## What to do
Copy the stretch of lines from the one containing "of the ceiling" through the one containing "[[[125,149],[143,145],[144,135],[133,136],[125,139]]]", including the requests, and shift every coordinate in the answers by -13.

** START OF Task inputs **

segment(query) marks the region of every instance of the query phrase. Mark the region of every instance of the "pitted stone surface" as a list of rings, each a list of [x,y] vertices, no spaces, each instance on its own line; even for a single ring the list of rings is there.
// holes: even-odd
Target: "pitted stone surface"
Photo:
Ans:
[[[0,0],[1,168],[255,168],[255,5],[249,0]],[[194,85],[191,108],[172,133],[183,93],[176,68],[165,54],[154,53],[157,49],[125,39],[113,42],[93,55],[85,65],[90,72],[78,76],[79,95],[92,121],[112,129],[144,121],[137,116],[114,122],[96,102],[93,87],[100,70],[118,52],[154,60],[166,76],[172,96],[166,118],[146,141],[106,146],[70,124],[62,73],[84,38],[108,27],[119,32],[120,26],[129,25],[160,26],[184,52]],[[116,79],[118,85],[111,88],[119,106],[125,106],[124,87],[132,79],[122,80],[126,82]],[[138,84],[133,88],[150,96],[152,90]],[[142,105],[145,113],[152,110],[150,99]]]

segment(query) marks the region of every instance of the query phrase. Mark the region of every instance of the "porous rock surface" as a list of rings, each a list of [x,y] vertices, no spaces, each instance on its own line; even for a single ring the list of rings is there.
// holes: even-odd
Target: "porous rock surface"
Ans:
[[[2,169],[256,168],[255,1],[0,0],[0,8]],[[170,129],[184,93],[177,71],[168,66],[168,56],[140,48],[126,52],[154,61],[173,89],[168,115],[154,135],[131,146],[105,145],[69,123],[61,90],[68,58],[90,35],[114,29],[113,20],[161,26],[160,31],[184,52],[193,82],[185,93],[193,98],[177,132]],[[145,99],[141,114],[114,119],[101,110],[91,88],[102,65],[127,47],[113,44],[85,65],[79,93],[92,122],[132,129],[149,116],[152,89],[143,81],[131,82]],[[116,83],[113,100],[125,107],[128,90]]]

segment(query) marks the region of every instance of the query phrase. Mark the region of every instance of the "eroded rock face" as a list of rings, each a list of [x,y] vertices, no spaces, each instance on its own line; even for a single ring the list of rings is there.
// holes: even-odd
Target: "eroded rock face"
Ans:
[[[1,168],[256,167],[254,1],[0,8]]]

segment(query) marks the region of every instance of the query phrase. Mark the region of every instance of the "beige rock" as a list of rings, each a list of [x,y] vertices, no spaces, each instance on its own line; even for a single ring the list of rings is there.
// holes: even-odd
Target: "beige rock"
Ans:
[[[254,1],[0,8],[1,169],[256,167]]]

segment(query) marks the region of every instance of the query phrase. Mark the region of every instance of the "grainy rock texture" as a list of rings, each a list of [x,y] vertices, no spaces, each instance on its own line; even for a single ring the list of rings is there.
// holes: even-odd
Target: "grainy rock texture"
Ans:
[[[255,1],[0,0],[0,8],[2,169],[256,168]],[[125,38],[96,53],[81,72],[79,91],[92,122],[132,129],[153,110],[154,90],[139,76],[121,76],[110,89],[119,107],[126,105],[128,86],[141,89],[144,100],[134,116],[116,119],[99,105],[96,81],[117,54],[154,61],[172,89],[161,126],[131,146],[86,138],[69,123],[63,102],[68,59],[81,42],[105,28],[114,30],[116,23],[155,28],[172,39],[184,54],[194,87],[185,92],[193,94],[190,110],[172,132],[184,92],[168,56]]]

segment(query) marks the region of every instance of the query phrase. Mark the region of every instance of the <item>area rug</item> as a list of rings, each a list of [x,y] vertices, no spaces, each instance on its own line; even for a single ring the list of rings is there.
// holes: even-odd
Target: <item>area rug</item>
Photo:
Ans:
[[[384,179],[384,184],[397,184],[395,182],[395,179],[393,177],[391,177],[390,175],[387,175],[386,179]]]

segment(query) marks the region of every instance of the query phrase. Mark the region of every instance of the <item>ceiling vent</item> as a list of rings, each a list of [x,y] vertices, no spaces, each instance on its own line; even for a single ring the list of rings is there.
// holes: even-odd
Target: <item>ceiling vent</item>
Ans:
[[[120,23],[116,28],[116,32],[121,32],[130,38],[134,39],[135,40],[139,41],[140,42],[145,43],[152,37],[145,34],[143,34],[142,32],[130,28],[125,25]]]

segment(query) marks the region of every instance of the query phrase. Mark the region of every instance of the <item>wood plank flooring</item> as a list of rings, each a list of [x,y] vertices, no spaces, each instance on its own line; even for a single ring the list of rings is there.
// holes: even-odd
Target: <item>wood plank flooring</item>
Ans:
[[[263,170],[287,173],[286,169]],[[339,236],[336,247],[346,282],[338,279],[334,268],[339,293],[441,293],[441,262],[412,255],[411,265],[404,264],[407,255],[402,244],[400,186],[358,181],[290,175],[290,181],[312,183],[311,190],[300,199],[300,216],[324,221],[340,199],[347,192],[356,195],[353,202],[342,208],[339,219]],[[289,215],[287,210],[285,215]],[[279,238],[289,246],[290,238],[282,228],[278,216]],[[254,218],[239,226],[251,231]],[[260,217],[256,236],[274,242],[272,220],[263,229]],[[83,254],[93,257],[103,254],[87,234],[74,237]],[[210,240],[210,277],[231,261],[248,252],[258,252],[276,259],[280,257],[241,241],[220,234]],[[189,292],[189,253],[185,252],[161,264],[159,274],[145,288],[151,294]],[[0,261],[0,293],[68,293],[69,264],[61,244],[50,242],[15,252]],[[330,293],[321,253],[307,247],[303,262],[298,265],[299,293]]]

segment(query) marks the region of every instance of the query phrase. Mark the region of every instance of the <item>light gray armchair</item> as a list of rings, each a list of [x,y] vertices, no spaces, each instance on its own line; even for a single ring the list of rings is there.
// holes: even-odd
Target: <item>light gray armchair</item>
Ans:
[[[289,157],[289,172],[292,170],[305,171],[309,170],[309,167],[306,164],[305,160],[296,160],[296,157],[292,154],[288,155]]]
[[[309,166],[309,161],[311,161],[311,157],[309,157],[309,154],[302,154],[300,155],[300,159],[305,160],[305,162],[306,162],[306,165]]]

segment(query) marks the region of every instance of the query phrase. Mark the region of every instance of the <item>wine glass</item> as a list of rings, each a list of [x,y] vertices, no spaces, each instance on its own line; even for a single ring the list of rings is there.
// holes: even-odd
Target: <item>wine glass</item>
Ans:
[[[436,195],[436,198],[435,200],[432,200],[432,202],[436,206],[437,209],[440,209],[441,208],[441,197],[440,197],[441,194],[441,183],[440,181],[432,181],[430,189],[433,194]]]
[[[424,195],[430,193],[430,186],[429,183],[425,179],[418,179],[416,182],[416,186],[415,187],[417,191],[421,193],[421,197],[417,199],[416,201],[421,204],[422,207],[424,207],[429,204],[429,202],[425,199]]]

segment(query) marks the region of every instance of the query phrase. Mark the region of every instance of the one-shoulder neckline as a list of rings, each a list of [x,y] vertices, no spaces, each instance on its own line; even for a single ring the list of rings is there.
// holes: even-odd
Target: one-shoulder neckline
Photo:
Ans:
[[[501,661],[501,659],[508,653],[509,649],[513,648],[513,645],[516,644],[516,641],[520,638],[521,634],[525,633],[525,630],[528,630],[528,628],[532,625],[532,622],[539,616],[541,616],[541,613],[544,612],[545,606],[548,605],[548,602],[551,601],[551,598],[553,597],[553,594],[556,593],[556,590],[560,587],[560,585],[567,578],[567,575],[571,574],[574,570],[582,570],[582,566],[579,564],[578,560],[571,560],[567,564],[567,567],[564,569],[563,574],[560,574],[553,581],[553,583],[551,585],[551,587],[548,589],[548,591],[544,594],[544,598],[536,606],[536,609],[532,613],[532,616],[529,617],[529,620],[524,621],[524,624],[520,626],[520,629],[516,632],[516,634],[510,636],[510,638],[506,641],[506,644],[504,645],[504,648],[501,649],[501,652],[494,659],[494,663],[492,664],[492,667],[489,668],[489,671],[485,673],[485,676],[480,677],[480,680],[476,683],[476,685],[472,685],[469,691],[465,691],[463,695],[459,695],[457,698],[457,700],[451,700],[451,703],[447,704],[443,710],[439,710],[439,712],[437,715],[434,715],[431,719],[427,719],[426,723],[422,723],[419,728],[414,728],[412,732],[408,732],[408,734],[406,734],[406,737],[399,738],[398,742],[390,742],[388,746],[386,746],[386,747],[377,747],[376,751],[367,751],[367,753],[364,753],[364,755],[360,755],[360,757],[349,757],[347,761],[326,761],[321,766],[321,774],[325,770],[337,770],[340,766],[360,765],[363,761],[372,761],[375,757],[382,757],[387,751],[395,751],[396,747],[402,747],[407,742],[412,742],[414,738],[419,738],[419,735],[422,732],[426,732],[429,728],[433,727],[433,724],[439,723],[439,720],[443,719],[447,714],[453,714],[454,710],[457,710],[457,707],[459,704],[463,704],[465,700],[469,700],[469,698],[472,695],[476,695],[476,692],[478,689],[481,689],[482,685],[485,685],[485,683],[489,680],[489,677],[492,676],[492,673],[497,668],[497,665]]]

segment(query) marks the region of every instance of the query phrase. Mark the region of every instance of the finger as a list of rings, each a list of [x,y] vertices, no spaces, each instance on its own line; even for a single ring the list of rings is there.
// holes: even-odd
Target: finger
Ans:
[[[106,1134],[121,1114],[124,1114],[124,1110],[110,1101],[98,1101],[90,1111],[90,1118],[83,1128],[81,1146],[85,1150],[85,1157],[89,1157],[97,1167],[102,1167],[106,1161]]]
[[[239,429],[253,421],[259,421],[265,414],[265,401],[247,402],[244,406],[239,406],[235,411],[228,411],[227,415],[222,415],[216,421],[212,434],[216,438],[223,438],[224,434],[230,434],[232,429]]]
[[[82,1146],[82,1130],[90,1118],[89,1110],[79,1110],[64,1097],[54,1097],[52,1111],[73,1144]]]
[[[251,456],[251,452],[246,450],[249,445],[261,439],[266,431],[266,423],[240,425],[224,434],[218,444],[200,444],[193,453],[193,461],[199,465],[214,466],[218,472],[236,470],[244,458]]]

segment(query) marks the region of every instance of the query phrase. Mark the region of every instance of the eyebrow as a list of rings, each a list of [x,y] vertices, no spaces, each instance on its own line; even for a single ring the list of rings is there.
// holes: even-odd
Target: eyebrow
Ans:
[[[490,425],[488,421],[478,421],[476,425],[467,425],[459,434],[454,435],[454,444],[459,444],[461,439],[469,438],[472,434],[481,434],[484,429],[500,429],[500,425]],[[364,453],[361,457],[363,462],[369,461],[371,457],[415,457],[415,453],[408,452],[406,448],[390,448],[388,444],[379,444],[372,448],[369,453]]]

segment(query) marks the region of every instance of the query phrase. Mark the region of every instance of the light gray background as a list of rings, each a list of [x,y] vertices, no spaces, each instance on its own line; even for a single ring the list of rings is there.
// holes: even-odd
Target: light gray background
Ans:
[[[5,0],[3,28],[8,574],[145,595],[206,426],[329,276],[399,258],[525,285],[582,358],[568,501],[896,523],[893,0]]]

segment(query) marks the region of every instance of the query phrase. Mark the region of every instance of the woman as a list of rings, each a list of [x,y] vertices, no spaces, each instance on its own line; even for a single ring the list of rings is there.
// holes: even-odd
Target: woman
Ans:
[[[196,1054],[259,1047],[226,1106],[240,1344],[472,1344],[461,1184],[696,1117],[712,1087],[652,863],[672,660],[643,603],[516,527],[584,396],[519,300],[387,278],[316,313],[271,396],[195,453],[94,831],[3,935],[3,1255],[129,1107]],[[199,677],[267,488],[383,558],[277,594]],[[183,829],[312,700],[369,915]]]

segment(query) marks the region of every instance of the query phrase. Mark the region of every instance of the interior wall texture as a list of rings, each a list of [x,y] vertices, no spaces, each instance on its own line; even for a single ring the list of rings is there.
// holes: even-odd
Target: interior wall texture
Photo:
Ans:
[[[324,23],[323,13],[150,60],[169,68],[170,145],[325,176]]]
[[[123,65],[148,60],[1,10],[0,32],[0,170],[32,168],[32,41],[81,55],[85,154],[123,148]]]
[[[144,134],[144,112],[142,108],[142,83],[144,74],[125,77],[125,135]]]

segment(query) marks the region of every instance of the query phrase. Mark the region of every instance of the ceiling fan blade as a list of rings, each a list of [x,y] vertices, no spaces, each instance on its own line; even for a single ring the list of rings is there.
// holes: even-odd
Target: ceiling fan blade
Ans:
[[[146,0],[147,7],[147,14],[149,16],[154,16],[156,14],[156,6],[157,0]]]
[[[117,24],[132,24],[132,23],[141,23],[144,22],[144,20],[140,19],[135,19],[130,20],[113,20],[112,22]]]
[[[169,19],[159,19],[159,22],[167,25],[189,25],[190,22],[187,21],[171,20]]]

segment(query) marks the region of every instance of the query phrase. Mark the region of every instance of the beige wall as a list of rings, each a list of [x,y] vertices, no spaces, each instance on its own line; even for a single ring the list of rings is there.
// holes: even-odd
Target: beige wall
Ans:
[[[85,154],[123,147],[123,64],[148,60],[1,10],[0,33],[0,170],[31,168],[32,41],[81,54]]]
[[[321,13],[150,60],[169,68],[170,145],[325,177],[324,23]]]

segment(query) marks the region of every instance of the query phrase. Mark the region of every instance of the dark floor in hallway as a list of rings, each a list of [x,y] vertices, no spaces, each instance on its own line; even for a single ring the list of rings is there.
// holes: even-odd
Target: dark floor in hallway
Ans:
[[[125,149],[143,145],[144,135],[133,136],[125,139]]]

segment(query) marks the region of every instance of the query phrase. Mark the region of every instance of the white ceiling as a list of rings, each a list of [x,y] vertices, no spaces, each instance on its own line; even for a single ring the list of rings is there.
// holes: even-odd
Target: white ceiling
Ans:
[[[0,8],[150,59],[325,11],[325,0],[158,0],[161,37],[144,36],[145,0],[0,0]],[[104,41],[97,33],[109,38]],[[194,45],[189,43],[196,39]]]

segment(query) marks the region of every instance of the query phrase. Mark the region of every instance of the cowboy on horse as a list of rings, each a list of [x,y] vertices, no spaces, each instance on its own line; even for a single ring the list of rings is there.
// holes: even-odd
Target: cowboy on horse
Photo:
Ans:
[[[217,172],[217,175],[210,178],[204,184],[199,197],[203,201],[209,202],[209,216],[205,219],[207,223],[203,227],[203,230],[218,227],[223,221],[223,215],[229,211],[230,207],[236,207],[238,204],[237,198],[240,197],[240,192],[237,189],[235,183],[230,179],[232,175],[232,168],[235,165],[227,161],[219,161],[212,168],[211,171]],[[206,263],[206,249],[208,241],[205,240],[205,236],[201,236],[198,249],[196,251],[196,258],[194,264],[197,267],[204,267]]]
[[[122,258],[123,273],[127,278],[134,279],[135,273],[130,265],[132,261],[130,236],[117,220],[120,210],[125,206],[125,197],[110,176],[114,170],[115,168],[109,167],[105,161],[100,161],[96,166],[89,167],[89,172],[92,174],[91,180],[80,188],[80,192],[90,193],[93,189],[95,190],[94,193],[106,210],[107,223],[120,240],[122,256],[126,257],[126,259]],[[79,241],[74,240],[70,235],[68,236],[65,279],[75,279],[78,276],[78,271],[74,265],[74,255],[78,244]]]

** END OF Task inputs **

## Output for this task
segment(query) marks the region of every instance of the query phrase. Mark the region of every instance of the ceiling fan blade as a list of rings, each a list of [x,y] vertices, no spaces, each instance on its own line; even for a single ring the list of rings is there.
// holes: even-odd
Target: ceiling fan blade
Ans:
[[[133,-13],[134,-6],[134,1],[136,3],[141,3],[143,1],[143,-7],[144,-13]]]
[[[104,11],[119,11],[119,10],[128,10],[131,9],[131,7],[127,6],[122,6],[117,7],[100,7],[99,9]]]
[[[156,6],[146,6],[146,9],[154,12],[176,12],[177,9],[174,8],[158,7]]]

segment(query) marks the region of every instance of the query phrase. Mark the region of every instance of the beige wall as a list of rings, each a list of [x,y] vertices, no spaces, each instance on its own line; even for a single ring the list of rings is there.
// holes: even-odd
Target: beige wall
Ans:
[[[72,141],[110,134],[110,51],[135,47],[-12,-3],[-13,20],[-13,157],[18,155],[19,28],[68,41]]]
[[[308,0],[137,47],[156,55],[157,132],[312,164],[311,10]]]

segment(query) marks the region of every instance of the query phrase. Mark the region of every instance of the dark floor in hallway as a list of rings, each a list of [x,y] vertices, no spaces, each instance on its own line; even for a single ring the list of rings is there.
// holes: even-odd
Target: dark floor in hallway
Ans:
[[[112,136],[130,132],[131,122],[120,123],[112,126]]]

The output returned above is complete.